What this exercise asks »
1. Using the article on school dental screening, decide whether each statement agrees with it. Answer yes or no for each one, and quote the words of the article that settle it. (a) The trial covered 17,000 children. (b) Screening in schools starts when children are five years old. (c) After being screened, children from poorer backgrounds were more likely to get treatment.
2. Output the part of the article on school dental screening between "But research suggests" and "on for decades.", inclusive.

BEGIN Exercise passage

The UK-wide programme to screen school children for tooth decay should be scrapped because it does not improve dental health, government experts say.
Affluent children were more likely to have treatment after screening
A trial of 17,000 children found those from poor backgrounds benefit least from screening despite having much higher rates of dental disease.
The Department of Health says primary care trusts should consider investing the funds saved in other strategies.
Experts said adding fluoride to drinking water would have more impact.
Children aged six to nine years are currently screened at least three times for signs of tooth decay by dentists who go into schools.
Those found to need further treatment are sent home with a letter asking them to go to their dentist.
But research suggests follow-up is poor.
In a letter to primary care trusts (PCTs), the Department of Health said the National Screening Committee found no evidence to support continued screening.
Resources could be used more effectively to tackle oral health inequalities, the department said.
The Oral Health Unit at the National Primary Care Development Centre said screening by dentists in schools had been going on for decades.
Its study of children in the North West of England found only half of children with tooth decay in their permanent teeth made a follow-up appointment with a dentist and only 25% had appropriate treatment.
Children from affluent backgrounds were more likely to visit the dentist and receive treatment after being screened.
This was despite children from poorer backgrounds having the highest rate of tooth decay.
Study leader Dr Keith Milsom said middle-class parents were probably more likely to access health services.
"What we showed was that screening does not lead to any improvement and more importantly it does nothing to reduce inequalities between rich and poor," he said.
"This is a signal to PCTs that dental screening is dead in the water."
He said preventive strategies would be more successful.
"The holy grail would be the fluoridation of drinking water supplies, which is safe, effective and ethical.
"Only 10% of the population have access to fluoridated water," he said.
It is thought that discontinuing screening should free up 4-5% of primary dental care services.
But the National Screening Committee said even if access to dental services was improved there was likely to remain a marked social inequality in the incidence of tooth decay.
Janet Clarke, chairman of the British Dental Association's central committee for community and public health dentistry, said screening had not been the best way to tackle the poor dental health in children.
"This will give dentists the opportunity to spend more time providing dentistry to groups who have found it difficult to access care."
She added targeted water fluoridation would also be effective.
A spokesperson for the Department of Health said routine screening was not cost-effective but that PCTs could continue with the scheme if they wanted.
"The greatest improvements will come from giving parents and their children knowledge of how to prevent dental disease and obtain treatment," she said.

END Exercise passage
BEGIN Dataset

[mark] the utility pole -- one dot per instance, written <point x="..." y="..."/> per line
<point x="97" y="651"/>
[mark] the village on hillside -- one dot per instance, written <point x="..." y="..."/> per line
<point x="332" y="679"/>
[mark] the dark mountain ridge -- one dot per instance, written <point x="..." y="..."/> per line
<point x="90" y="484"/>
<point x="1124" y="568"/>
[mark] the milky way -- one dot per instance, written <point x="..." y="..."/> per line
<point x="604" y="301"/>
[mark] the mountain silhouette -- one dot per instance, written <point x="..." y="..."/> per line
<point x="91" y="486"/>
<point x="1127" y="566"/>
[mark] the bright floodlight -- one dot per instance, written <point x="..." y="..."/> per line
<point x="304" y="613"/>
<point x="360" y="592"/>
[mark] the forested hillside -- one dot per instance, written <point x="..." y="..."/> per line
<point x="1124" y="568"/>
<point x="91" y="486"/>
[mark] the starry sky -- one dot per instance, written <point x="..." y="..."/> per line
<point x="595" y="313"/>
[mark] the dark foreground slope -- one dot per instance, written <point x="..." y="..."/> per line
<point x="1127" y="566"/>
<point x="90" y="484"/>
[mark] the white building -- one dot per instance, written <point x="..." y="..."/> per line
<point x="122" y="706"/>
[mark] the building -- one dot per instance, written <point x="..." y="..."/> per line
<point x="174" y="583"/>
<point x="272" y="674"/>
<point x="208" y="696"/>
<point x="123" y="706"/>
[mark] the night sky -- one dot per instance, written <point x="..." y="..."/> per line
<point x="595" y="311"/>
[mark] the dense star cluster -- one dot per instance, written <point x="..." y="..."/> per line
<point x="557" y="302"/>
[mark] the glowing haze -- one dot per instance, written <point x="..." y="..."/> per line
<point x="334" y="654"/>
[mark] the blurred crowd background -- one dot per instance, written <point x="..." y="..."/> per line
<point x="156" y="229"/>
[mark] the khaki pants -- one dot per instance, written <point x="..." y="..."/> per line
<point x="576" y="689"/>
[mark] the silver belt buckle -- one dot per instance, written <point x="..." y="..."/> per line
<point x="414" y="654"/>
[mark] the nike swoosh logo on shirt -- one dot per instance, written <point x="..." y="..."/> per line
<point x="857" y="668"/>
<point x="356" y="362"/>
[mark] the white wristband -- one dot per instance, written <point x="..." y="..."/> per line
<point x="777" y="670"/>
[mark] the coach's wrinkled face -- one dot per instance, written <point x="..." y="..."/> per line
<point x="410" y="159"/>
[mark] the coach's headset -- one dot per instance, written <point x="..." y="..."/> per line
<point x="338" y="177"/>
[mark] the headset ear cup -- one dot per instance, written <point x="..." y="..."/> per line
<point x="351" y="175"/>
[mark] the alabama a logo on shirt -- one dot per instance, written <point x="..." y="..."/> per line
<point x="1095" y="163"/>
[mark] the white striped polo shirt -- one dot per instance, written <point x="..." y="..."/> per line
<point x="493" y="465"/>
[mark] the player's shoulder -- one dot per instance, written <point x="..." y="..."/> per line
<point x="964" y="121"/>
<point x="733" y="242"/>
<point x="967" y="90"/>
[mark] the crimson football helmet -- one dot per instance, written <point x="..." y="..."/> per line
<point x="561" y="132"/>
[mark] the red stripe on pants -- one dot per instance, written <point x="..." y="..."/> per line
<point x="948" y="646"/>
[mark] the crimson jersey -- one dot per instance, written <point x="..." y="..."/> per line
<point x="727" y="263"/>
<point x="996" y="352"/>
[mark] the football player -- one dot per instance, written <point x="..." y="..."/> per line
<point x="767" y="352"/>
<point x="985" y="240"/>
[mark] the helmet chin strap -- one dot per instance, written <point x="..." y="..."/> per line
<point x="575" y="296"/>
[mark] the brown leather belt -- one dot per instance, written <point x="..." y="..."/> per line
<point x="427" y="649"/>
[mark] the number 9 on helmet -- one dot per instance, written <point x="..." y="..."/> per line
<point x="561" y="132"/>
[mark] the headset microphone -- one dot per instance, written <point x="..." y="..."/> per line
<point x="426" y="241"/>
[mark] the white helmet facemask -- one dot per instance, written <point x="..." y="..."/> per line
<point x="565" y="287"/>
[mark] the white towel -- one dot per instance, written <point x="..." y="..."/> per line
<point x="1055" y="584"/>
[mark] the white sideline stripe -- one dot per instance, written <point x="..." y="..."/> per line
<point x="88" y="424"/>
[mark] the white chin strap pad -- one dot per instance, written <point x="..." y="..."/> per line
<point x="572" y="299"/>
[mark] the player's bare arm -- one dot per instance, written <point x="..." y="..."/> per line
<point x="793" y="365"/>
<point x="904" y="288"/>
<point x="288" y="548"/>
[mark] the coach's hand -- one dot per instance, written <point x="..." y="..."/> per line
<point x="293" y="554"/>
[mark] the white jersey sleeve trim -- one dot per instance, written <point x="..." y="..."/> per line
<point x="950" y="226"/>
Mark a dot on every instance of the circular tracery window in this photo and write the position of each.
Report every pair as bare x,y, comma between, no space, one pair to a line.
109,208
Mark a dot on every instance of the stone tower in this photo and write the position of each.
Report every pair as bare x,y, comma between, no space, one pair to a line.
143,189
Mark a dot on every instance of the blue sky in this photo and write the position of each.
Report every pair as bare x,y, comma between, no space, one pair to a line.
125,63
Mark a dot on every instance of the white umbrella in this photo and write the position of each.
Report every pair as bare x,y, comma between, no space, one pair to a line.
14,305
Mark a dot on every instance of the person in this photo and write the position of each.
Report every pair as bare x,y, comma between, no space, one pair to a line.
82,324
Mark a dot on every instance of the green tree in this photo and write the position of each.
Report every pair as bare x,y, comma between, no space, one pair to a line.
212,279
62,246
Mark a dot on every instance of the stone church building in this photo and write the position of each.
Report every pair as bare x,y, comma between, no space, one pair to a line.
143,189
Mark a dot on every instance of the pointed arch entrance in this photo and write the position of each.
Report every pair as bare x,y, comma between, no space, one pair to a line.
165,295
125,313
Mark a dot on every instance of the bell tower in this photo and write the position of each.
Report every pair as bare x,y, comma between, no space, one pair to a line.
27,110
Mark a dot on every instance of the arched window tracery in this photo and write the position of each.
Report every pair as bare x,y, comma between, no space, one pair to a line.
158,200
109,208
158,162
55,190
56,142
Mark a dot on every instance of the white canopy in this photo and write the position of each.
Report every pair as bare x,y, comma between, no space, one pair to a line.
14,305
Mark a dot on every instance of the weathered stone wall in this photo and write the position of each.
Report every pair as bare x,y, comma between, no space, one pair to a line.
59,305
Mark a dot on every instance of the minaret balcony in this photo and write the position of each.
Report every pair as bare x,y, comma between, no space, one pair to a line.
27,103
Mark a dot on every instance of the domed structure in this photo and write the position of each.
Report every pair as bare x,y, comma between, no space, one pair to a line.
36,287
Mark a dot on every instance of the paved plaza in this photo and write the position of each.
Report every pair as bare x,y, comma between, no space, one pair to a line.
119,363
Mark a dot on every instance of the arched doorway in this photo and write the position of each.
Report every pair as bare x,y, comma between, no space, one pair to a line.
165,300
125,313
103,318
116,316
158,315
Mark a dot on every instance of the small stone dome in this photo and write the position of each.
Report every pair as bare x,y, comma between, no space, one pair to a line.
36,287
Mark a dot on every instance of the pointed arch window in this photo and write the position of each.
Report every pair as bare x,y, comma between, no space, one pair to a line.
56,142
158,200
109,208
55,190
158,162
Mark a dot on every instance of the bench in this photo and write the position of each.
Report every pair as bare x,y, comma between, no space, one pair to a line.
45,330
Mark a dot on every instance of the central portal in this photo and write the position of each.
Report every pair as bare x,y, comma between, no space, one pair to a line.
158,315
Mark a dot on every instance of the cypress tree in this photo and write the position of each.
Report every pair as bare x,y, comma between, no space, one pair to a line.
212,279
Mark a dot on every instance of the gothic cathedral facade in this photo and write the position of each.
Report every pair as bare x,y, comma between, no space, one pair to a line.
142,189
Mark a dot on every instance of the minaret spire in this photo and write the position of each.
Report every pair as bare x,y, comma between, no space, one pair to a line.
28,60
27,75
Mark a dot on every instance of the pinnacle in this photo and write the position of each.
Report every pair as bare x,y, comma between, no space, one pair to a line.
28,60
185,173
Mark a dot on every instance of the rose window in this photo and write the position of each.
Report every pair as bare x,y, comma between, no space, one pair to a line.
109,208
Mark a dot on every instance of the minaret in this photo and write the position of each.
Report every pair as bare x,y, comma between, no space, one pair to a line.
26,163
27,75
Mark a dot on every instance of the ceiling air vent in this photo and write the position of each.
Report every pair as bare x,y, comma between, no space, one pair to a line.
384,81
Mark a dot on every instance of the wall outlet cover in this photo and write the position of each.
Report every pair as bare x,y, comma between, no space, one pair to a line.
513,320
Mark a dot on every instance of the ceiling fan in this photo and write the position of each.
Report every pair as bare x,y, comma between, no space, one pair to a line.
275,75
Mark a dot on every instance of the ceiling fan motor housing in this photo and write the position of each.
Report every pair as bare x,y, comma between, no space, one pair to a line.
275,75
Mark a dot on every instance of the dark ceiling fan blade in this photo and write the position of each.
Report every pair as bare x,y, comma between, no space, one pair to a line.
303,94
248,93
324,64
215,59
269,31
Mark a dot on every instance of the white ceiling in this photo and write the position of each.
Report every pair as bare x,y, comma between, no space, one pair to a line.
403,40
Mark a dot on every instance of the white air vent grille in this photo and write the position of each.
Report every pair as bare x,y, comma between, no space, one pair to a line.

END Dataset

Answers for the exercise »
1.
(a) Yes: "A trial of 17,000 children"
(b) No: "Children aged six to nine years are currently screened at least three times"
(c) No: "Children from affluent backgrounds were more likely to visit the dentist and receive treatment after being screened."

2.
But research suggests follow-up is poor.
In a letter to primary care trusts (PCTs), the Department of Health said the National Screening Committee found no evidence to support continued screening.
Resources could be used more effectively to tackle oral health inequalities, the department said.
The Oral Health Unit at the National Primary Care Development Centre said screening by dentists in schools had been going on for decades.